Exercise: How many lines in the entries below contain the word "soil"? Reply with the number alone.

Entries locating objects in images
>>>>

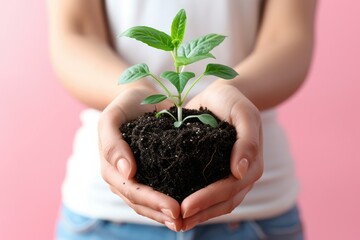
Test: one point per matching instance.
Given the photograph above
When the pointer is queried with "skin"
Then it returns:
(88, 66)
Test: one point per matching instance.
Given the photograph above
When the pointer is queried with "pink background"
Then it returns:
(38, 120)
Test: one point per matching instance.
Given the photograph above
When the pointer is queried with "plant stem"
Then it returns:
(192, 85)
(179, 111)
(163, 87)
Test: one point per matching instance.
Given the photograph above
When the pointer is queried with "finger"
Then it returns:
(160, 217)
(112, 146)
(248, 146)
(211, 195)
(139, 194)
(215, 211)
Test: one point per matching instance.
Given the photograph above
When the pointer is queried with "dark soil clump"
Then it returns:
(179, 161)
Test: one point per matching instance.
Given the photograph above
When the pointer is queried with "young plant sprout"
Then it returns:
(183, 54)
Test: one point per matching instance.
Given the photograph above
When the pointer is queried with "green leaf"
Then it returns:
(134, 73)
(181, 61)
(151, 37)
(208, 119)
(179, 80)
(158, 114)
(153, 99)
(178, 27)
(220, 71)
(200, 46)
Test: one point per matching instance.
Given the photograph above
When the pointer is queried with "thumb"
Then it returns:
(112, 147)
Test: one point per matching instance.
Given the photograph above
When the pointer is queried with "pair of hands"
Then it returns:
(118, 165)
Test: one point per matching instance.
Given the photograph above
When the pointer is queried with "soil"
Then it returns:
(179, 161)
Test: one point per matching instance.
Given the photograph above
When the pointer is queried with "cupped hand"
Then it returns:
(118, 166)
(246, 162)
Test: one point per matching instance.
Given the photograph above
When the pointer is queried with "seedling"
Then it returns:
(183, 54)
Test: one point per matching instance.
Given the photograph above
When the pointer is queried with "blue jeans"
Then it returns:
(72, 226)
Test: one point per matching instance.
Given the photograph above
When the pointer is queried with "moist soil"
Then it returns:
(179, 161)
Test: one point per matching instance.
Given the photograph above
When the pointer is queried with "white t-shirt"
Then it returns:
(84, 190)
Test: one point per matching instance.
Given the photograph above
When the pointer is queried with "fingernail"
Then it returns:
(170, 225)
(191, 212)
(190, 226)
(123, 167)
(168, 213)
(242, 168)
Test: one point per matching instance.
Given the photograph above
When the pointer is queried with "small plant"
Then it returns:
(183, 54)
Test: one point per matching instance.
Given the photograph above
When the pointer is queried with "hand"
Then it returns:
(118, 165)
(221, 197)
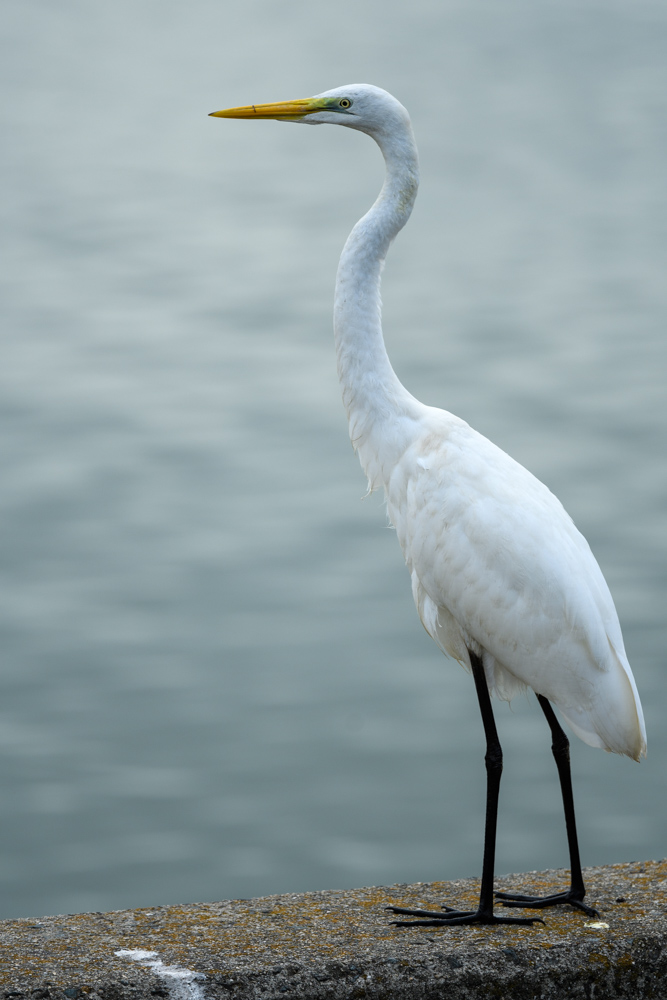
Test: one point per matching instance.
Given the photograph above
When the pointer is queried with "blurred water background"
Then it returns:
(213, 680)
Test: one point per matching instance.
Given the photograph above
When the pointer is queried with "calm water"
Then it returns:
(214, 682)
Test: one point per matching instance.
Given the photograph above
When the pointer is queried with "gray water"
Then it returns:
(214, 682)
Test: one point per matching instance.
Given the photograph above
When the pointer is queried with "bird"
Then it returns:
(503, 581)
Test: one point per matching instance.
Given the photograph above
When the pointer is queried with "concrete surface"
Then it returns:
(341, 945)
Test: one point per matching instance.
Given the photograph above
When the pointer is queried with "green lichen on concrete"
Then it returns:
(335, 944)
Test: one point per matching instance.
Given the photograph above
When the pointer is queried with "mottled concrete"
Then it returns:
(342, 945)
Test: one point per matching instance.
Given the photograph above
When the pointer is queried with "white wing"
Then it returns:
(498, 567)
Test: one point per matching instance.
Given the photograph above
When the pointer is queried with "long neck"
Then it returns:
(372, 394)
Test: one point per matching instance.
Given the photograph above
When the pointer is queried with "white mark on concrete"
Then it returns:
(181, 982)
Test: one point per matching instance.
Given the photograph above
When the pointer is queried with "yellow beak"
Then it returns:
(287, 110)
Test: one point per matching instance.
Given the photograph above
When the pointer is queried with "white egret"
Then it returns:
(502, 580)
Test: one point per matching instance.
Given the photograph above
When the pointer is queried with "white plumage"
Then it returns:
(500, 574)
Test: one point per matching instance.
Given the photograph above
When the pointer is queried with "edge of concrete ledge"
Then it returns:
(341, 944)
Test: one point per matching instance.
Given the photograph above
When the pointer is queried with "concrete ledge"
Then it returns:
(341, 945)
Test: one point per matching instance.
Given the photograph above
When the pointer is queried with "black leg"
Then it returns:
(560, 747)
(494, 768)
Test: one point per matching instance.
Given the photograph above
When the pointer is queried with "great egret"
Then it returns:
(502, 580)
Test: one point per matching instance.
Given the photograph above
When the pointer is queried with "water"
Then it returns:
(214, 682)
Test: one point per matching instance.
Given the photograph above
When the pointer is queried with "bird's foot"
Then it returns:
(542, 902)
(451, 917)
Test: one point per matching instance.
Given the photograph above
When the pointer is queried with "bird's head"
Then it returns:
(359, 105)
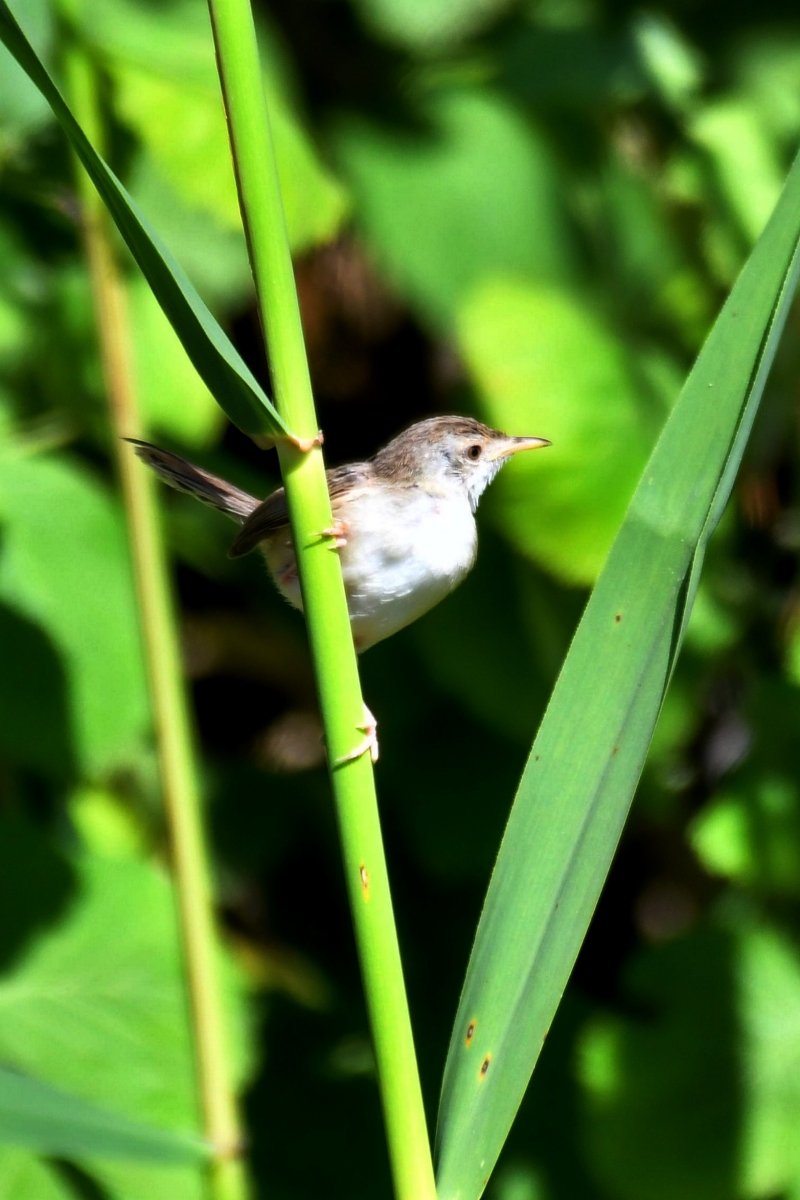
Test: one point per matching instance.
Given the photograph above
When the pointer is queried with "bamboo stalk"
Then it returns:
(162, 654)
(325, 606)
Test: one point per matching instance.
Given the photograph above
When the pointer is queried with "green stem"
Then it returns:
(325, 606)
(168, 699)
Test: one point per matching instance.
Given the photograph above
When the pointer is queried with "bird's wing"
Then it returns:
(272, 514)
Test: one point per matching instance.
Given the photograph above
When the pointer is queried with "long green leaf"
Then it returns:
(215, 358)
(589, 753)
(41, 1117)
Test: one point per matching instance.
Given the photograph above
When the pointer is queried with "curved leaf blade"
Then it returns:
(588, 755)
(32, 1114)
(214, 355)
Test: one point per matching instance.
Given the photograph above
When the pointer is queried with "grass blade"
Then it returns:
(325, 606)
(214, 355)
(588, 755)
(43, 1119)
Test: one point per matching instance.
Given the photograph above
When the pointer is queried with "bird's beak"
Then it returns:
(513, 445)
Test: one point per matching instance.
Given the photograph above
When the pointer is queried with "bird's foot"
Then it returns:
(338, 532)
(370, 741)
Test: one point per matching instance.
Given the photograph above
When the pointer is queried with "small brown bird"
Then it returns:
(403, 522)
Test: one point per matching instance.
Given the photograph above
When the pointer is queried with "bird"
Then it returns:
(403, 521)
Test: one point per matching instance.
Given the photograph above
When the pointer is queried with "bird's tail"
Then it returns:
(196, 481)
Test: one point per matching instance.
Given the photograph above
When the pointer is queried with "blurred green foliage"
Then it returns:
(530, 211)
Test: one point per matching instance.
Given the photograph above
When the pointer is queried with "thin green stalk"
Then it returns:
(326, 616)
(169, 706)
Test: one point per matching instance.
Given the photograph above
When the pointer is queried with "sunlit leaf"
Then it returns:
(163, 372)
(97, 1008)
(591, 745)
(172, 101)
(211, 352)
(22, 106)
(64, 568)
(427, 25)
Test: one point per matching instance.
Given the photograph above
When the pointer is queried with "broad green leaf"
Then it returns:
(97, 1008)
(752, 835)
(36, 1115)
(745, 160)
(546, 364)
(65, 576)
(473, 197)
(172, 101)
(589, 751)
(211, 352)
(699, 1099)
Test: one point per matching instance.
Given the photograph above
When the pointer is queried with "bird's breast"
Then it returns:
(404, 552)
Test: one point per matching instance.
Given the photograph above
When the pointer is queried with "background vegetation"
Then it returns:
(530, 213)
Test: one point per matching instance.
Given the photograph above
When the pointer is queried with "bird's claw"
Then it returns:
(370, 741)
(338, 532)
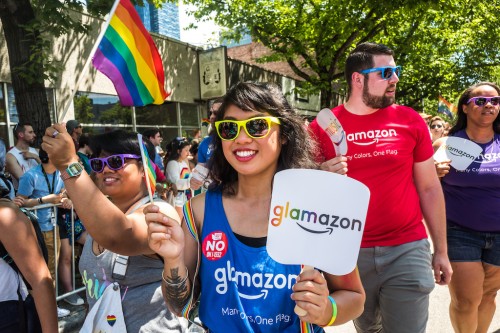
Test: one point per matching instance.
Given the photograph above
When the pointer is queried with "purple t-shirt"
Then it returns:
(473, 196)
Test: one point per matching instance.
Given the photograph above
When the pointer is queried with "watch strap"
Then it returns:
(73, 170)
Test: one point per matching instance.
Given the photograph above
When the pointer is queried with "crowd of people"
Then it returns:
(150, 260)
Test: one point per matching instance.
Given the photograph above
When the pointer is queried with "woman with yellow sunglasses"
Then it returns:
(242, 288)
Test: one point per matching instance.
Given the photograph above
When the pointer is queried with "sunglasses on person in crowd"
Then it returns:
(255, 128)
(480, 100)
(114, 162)
(386, 72)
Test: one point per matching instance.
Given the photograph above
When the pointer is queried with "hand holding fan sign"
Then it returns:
(331, 125)
(323, 230)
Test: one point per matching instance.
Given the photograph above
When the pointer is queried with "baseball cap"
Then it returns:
(71, 125)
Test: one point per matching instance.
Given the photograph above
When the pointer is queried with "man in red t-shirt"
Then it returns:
(389, 150)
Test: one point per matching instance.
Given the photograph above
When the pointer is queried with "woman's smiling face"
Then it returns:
(249, 156)
(118, 182)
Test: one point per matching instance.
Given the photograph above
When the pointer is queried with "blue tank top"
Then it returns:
(473, 196)
(242, 288)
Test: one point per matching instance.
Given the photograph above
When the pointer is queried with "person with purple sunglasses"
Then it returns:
(116, 251)
(472, 198)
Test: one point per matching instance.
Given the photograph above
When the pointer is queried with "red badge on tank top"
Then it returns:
(214, 246)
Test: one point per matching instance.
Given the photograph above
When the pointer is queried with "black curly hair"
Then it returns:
(296, 151)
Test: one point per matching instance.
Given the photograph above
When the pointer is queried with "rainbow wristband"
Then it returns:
(334, 311)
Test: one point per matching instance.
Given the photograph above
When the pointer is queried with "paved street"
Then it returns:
(439, 321)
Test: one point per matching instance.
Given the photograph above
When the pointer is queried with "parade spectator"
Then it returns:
(472, 208)
(179, 172)
(75, 129)
(116, 249)
(390, 151)
(4, 187)
(41, 185)
(17, 236)
(22, 157)
(206, 147)
(154, 136)
(269, 137)
(437, 126)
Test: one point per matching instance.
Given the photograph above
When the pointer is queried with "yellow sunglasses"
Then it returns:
(255, 128)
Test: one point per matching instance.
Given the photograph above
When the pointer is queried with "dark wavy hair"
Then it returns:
(462, 117)
(297, 147)
(119, 142)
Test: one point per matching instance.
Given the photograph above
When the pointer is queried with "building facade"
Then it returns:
(95, 103)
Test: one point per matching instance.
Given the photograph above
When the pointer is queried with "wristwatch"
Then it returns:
(73, 170)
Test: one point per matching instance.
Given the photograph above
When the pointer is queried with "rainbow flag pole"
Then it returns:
(125, 52)
(89, 59)
(149, 172)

<<<<

Answer to the exercise: 3